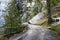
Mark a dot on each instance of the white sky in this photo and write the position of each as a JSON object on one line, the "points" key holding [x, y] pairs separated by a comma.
{"points": [[3, 5]]}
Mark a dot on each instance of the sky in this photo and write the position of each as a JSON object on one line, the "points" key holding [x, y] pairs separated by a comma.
{"points": [[3, 5]]}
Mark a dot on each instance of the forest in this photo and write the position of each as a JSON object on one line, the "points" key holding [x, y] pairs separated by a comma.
{"points": [[31, 20]]}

TASK REQUIREMENTS:
Please reproduce the whole listing above word for word, omitting the pictures.

EXERCISE RESULT:
Mark a dot on each instance of the white sky in this photo and write the position of each as a JSON object on one line, the "points" key holding [x, y] pairs separated by a comma.
{"points": [[3, 5]]}
Mark a dot on each instance of the sky in this photo and write the position of each as a JSON object on one line, the "points" key holding [x, y] pairs separated by a comma.
{"points": [[3, 5]]}
Mark a dot on each instance of the forest in this photo and write the position of each as a JSON object on one line, the "points" key holding [x, y] pairs separated by a comma.
{"points": [[31, 20]]}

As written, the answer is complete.